**What to work on:**
The entries below contain pictures. Retype everything except those pictures, exactly as given.

__________

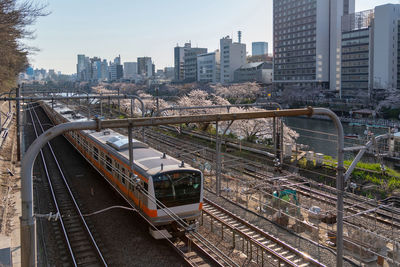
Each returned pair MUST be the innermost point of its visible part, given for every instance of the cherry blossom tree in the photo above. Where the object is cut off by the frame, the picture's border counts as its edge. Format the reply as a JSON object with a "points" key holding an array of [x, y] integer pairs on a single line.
{"points": [[237, 93]]}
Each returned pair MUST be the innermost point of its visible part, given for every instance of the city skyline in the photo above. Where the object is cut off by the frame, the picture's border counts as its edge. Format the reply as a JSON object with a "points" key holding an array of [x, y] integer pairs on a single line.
{"points": [[97, 32]]}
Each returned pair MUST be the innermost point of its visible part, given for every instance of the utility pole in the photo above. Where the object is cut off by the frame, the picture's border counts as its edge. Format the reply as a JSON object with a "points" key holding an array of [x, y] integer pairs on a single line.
{"points": [[18, 125]]}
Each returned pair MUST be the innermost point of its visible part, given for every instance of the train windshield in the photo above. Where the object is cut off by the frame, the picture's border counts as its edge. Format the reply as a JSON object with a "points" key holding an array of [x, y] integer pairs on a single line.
{"points": [[177, 188]]}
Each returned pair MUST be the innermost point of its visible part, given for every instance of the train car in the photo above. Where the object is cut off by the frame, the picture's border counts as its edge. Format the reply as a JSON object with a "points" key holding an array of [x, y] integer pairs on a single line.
{"points": [[177, 186]]}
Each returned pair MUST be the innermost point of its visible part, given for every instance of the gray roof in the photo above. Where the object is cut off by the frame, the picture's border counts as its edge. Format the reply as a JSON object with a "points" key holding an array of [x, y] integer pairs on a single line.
{"points": [[251, 65]]}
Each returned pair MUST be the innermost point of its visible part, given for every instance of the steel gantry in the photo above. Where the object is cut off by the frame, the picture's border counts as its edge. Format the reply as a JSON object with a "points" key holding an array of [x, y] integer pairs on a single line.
{"points": [[28, 228]]}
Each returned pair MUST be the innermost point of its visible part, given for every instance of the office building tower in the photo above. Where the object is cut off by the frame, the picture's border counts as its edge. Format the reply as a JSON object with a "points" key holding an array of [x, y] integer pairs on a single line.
{"points": [[259, 48], [130, 70], [370, 56], [145, 67], [260, 72], [117, 60], [307, 35], [190, 63], [208, 67], [356, 54], [233, 55], [179, 54]]}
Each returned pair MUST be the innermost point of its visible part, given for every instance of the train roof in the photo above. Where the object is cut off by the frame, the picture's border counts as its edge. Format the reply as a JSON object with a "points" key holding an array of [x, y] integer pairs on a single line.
{"points": [[145, 157]]}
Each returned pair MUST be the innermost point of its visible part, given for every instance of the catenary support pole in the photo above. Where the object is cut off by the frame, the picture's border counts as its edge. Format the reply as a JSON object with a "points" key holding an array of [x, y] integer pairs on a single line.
{"points": [[18, 124], [339, 181]]}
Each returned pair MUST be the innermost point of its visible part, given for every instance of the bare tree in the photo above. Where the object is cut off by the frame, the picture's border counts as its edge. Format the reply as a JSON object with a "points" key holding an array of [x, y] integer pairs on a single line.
{"points": [[15, 18]]}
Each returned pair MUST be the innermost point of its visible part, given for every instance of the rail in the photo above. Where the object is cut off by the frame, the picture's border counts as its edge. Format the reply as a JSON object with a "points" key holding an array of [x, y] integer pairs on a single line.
{"points": [[263, 234], [86, 227]]}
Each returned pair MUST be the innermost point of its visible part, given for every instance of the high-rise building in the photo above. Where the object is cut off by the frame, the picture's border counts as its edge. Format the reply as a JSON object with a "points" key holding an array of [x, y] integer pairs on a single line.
{"points": [[103, 70], [233, 55], [307, 35], [145, 67], [259, 48], [179, 54], [260, 72], [83, 68], [356, 55], [370, 56], [190, 63], [208, 67], [130, 70], [117, 60], [169, 72]]}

__________

**Solution:**
Each returned pair MUST be the innermost point of its visible part, given for every instance of the cherry blossom tree in the photo above. Where the object is cut off by the frame, the picture's border counts as its edge. Format the reply as a JSON object with a "points" key holding an array of [x, y] integer pairs on a single line.
{"points": [[237, 93]]}
Each returned pair MUST be the innermost point of its visible part, given for every instance of the city skyline in the photo above. Where the object is cut off by the frame, the picture's border counts as its edge. Format the reply as a JSON object with a "points" key holding an array of [x, y] integer pairs on a single line.
{"points": [[97, 32]]}
Each returned pair MUST be the innermost point of its visible part, given for every instance of the utility pole in the photo above. Where the object is cut off by the frame, the picture's border counts as its edge. Format the reply as a JSON object with a "points" key holding an array of [x, y] integer pairs on a single line.
{"points": [[18, 125]]}
Each returned pair MUST be the innermost point of its visible part, given for every instance of the train windshield in the photo above. Where the object is cut off by the frame, the picture's border counts as its edge. Format the reply as a JSON object with a "points" key holding an array of [x, y] integer pairs on a single line.
{"points": [[177, 188]]}
Each returned pair MUST be the innermost point of its visible part, given for every instance of the train car in the photo above. Where the object is cut off by the frame, the picture's border counts as its edge. Format the reply as a JSON object with a "points" key holding an array of [x, y] integer pairs on a single line.
{"points": [[177, 186]]}
Each returned pair MUST be the innermost point of its visible part, given for every instance of the gray roof in the photo above. Where the object is cut off by the frame, the picture's border counts as its edge. Format the reply as a JSON object with a "points" key holding an array of [x, y] integer pairs on a single line.
{"points": [[251, 65]]}
Each returned pair MUST be the innermost point of its visible part, given for every instance of the steel gantry in the photo above. Where the object is cut off by the frame, the picture's border counts as its edge. Format the reply as a JSON object with a "points" key holding an array of [x, y] integer pairs on a single line.
{"points": [[28, 228]]}
Each returned pair MUST be the innermost point of its visible part, given for every instance of the office building tower in the photo above. Where the object is cut off by the frame, the picture's border counts as its edge. Format the reply as a JSON object with a "points" key holding an array of [x, y] integer pairs on a single line.
{"points": [[259, 48], [130, 70], [370, 56], [145, 67], [260, 72], [117, 60], [307, 35], [190, 63], [208, 67], [356, 54], [233, 55], [179, 54]]}
Each returned pair MUST be the innermost point of its visible part, given for every instance of the train roof in the photo above. Where the object is cut off by the frame, the picture's border counts as its edge. Format the reply as a JSON object with a "points" key holding an array of [x, y] integer pairs on a single line.
{"points": [[145, 157]]}
Each returned pair MUST be the innermost point of its visible part, given for every instance of the catenary support pole in the photo above. Where the object is cut off by the frame, the picture's border counts as its edge. Format the reply as a JSON object with a "points" key holding an array of [x, y] integer pairs on a single line.
{"points": [[18, 124], [339, 181]]}
Each returned pair MUST be the innermost point of its visible part, given for every instance of the bare tree in the photo above. Where the object is cut off by the frame, the picture's border counts as its edge. Format the reply as a JSON object with a "points" key holding an array of [x, y] integer pairs on a single line.
{"points": [[15, 18]]}
Each returned pair MUST be the innermost point of its visible part, given for every instance of the rail in the photo above. Where the object is cut off by the frame, the picture's border counts as its edge. Format the reply as a JSON object with a "points" key holding an array of [x, y] integer pairs on a single line.
{"points": [[263, 234], [86, 227]]}
Each returned pair MUST be the innermost point of its visible part, given for every instance of the high-rise building in the photo above. Where the object is cut off by the frame, the picture's border counts as its edge. Format the reply as a JSON object with a "points" key holding an array of [x, y] integer pairs on a single line.
{"points": [[103, 70], [233, 55], [307, 35], [145, 67], [259, 48], [179, 54], [260, 72], [83, 68], [356, 55], [370, 56], [190, 63], [208, 67], [130, 70], [117, 60], [169, 72]]}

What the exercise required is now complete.